Data records
<<<<
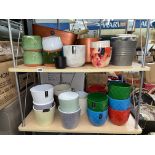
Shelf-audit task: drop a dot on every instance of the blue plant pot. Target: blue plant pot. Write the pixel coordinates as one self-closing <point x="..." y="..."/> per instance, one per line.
<point x="97" y="118"/>
<point x="119" y="104"/>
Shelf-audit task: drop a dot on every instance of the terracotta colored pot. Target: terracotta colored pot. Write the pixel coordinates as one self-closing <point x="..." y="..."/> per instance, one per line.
<point x="118" y="117"/>
<point x="87" y="42"/>
<point x="67" y="38"/>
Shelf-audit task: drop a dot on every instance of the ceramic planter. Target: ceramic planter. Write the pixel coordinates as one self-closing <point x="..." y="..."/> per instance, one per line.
<point x="101" y="53"/>
<point x="97" y="102"/>
<point x="69" y="101"/>
<point x="49" y="58"/>
<point x="70" y="120"/>
<point x="82" y="101"/>
<point x="42" y="93"/>
<point x="118" y="117"/>
<point x="75" y="55"/>
<point x="52" y="43"/>
<point x="119" y="90"/>
<point x="31" y="43"/>
<point x="32" y="58"/>
<point x="44" y="117"/>
<point x="87" y="43"/>
<point x="97" y="118"/>
<point x="119" y="104"/>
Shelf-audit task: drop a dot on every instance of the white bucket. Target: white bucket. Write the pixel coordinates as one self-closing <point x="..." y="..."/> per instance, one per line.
<point x="42" y="93"/>
<point x="44" y="117"/>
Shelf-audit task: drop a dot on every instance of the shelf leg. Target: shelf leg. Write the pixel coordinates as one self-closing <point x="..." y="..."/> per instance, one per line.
<point x="16" y="77"/>
<point x="140" y="99"/>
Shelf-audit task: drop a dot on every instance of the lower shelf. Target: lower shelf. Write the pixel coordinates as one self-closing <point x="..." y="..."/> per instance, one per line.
<point x="83" y="127"/>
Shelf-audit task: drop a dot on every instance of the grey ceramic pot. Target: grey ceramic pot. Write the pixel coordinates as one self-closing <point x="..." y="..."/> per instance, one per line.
<point x="70" y="120"/>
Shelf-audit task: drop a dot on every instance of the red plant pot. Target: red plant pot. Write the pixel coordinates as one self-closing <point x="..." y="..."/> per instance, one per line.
<point x="118" y="117"/>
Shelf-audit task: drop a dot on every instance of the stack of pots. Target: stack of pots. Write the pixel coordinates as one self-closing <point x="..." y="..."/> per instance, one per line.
<point x="97" y="108"/>
<point x="75" y="55"/>
<point x="32" y="47"/>
<point x="119" y="102"/>
<point x="124" y="49"/>
<point x="43" y="104"/>
<point x="87" y="43"/>
<point x="52" y="47"/>
<point x="69" y="109"/>
<point x="101" y="53"/>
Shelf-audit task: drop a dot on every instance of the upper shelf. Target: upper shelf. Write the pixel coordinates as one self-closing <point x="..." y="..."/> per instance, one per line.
<point x="88" y="68"/>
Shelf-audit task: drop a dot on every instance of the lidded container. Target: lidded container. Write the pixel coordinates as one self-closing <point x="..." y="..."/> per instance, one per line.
<point x="75" y="55"/>
<point x="101" y="53"/>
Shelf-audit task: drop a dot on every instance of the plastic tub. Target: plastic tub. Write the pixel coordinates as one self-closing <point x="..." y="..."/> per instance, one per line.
<point x="70" y="120"/>
<point x="43" y="106"/>
<point x="82" y="101"/>
<point x="119" y="104"/>
<point x="97" y="102"/>
<point x="69" y="101"/>
<point x="42" y="93"/>
<point x="32" y="42"/>
<point x="44" y="117"/>
<point x="97" y="118"/>
<point x="75" y="55"/>
<point x="118" y="117"/>
<point x="119" y="90"/>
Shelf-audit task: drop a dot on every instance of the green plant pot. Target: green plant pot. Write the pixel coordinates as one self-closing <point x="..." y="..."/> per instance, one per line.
<point x="32" y="58"/>
<point x="118" y="90"/>
<point x="48" y="58"/>
<point x="97" y="102"/>
<point x="31" y="42"/>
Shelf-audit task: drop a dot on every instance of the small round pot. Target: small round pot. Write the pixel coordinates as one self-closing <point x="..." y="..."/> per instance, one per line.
<point x="119" y="90"/>
<point x="49" y="58"/>
<point x="97" y="118"/>
<point x="82" y="101"/>
<point x="58" y="89"/>
<point x="60" y="62"/>
<point x="32" y="43"/>
<point x="97" y="102"/>
<point x="42" y="93"/>
<point x="43" y="106"/>
<point x="70" y="120"/>
<point x="51" y="43"/>
<point x="75" y="55"/>
<point x="69" y="101"/>
<point x="118" y="117"/>
<point x="119" y="104"/>
<point x="44" y="117"/>
<point x="32" y="59"/>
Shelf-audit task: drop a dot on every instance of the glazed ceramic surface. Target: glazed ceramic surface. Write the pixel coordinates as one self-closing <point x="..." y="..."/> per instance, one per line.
<point x="75" y="55"/>
<point x="51" y="43"/>
<point x="70" y="120"/>
<point x="31" y="42"/>
<point x="32" y="58"/>
<point x="42" y="93"/>
<point x="97" y="118"/>
<point x="69" y="101"/>
<point x="44" y="117"/>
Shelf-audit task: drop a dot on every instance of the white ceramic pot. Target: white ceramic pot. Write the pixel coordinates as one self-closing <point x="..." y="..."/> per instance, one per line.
<point x="83" y="101"/>
<point x="42" y="93"/>
<point x="43" y="106"/>
<point x="75" y="55"/>
<point x="44" y="117"/>
<point x="51" y="43"/>
<point x="69" y="101"/>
>>>>
REQUIREMENT
Write out all of the entries above word for word, leaving the pictures out.

THE RESULT
Shelf-audit task: drop a dot on every instance of the blue plant pot. Target: blue plant pot. Write the pixel coordinates as one self-closing <point x="..." y="..."/> per instance, one per line.
<point x="97" y="118"/>
<point x="119" y="104"/>
Shelf-audit task: drop a dot on every instance of the terracotta colored pot. Target: terracotta colored pot. Write the pixel coordinates as one self-closing <point x="..." y="..."/> per instance, one per line.
<point x="118" y="117"/>
<point x="87" y="42"/>
<point x="67" y="38"/>
Shelf-audit task: drop a dot on every instance of the ceramic planter. Target: ceramic planter. Write the pixel coordinates as one self-closing <point x="..." y="..."/> per instance, one per line.
<point x="101" y="53"/>
<point x="97" y="102"/>
<point x="69" y="101"/>
<point x="49" y="58"/>
<point x="70" y="120"/>
<point x="82" y="101"/>
<point x="42" y="93"/>
<point x="118" y="117"/>
<point x="75" y="55"/>
<point x="52" y="43"/>
<point x="119" y="90"/>
<point x="31" y="43"/>
<point x="32" y="58"/>
<point x="44" y="117"/>
<point x="87" y="43"/>
<point x="97" y="118"/>
<point x="119" y="104"/>
Shelf-audit task: drop a dot on every instance of the white bucket. Target: white bucket. Write the pixel coordinates as one self-closing <point x="..." y="..."/> per instance, one per line.
<point x="42" y="93"/>
<point x="44" y="117"/>
Shelf-audit task: drop a dot on every instance of the shelf leg. Target: shelf leg. Write the pixel coordinates as one self-closing <point x="..." y="..."/> per instance, one per line.
<point x="16" y="77"/>
<point x="140" y="99"/>
Shelf-audit task: drop a dot on every instance of the lower shelf. Target: lower shelf. Write the pixel coordinates as one self-closing <point x="..." y="..."/> per instance, one per line.
<point x="83" y="127"/>
Shelf-audit task: drop a dot on every instance of the grey ceramic pot. Target: grey ceramic pot. Write the pixel coordinates as one self-closing <point x="..." y="..."/> per instance, one per line.
<point x="70" y="120"/>
Shelf-audit task: drop a dot on every instance of the red plant pot. Target: red plant pot. Write the pixel coordinates as one self-closing <point x="..." y="..."/> per instance, one per line.
<point x="118" y="117"/>
Shelf-audit task: drop a dot on every instance of the stack of pots. Target: stack of pots. Write the pixel coordinates as one self-closing <point x="..." y="..."/> per instance, one per line.
<point x="97" y="108"/>
<point x="75" y="55"/>
<point x="32" y="47"/>
<point x="119" y="102"/>
<point x="124" y="49"/>
<point x="43" y="104"/>
<point x="87" y="43"/>
<point x="52" y="47"/>
<point x="69" y="109"/>
<point x="101" y="53"/>
Shelf-audit task: drop a dot on every instance of the upper shelf. Target: upper shelf. Write the pixel coordinates as one self-closing <point x="..." y="..."/> per instance, one per line.
<point x="88" y="68"/>
Shelf-audit task: drop a dot on every instance of the lidded container. Target: lidded container. Write the pixel coordinates as one self-closing <point x="..." y="..."/> per instance, one per line.
<point x="75" y="55"/>
<point x="101" y="53"/>
Shelf-audit task: drop a dot on every instance of the plastic tub. Target: plastic tub. Write the pixel coordinates as one self-closing <point x="..." y="..."/> per instance, one per line.
<point x="70" y="120"/>
<point x="43" y="106"/>
<point x="82" y="101"/>
<point x="119" y="104"/>
<point x="97" y="102"/>
<point x="69" y="101"/>
<point x="42" y="93"/>
<point x="32" y="42"/>
<point x="44" y="117"/>
<point x="97" y="118"/>
<point x="75" y="55"/>
<point x="118" y="117"/>
<point x="119" y="90"/>
Shelf-audit task: drop a dot on every instance of the green plant pot. Target: green plant pot. Write the pixel coordinates as one self-closing <point x="..." y="..."/> per instance, one per line.
<point x="32" y="58"/>
<point x="118" y="90"/>
<point x="48" y="58"/>
<point x="97" y="102"/>
<point x="31" y="42"/>
Shelf-audit task: drop a dot on every instance of the small round pot. Target: small round pot. Write the pixel coordinates as one self-closing <point x="..." y="..."/> per instance, one per line.
<point x="119" y="90"/>
<point x="49" y="58"/>
<point x="97" y="118"/>
<point x="82" y="101"/>
<point x="58" y="89"/>
<point x="60" y="62"/>
<point x="32" y="43"/>
<point x="97" y="102"/>
<point x="42" y="93"/>
<point x="43" y="106"/>
<point x="70" y="120"/>
<point x="51" y="43"/>
<point x="75" y="55"/>
<point x="69" y="101"/>
<point x="118" y="117"/>
<point x="119" y="104"/>
<point x="44" y="117"/>
<point x="32" y="59"/>
Shelf-audit task: drop a dot on every instance of the glazed ceramic surface. Target: glazed ceramic surface. Write the pixel coordinates as one self-closing <point x="..." y="..."/> per instance, one per line.
<point x="75" y="55"/>
<point x="51" y="43"/>
<point x="70" y="120"/>
<point x="31" y="42"/>
<point x="32" y="58"/>
<point x="42" y="93"/>
<point x="97" y="118"/>
<point x="69" y="101"/>
<point x="44" y="117"/>
Shelf-audit task: drop a dot on every instance of the white ceramic pot. Target: white ceramic pot. Write the pixel coordinates as one self-closing <point x="..." y="..."/> per instance, one per line.
<point x="83" y="101"/>
<point x="42" y="93"/>
<point x="43" y="106"/>
<point x="75" y="55"/>
<point x="44" y="117"/>
<point x="51" y="43"/>
<point x="69" y="101"/>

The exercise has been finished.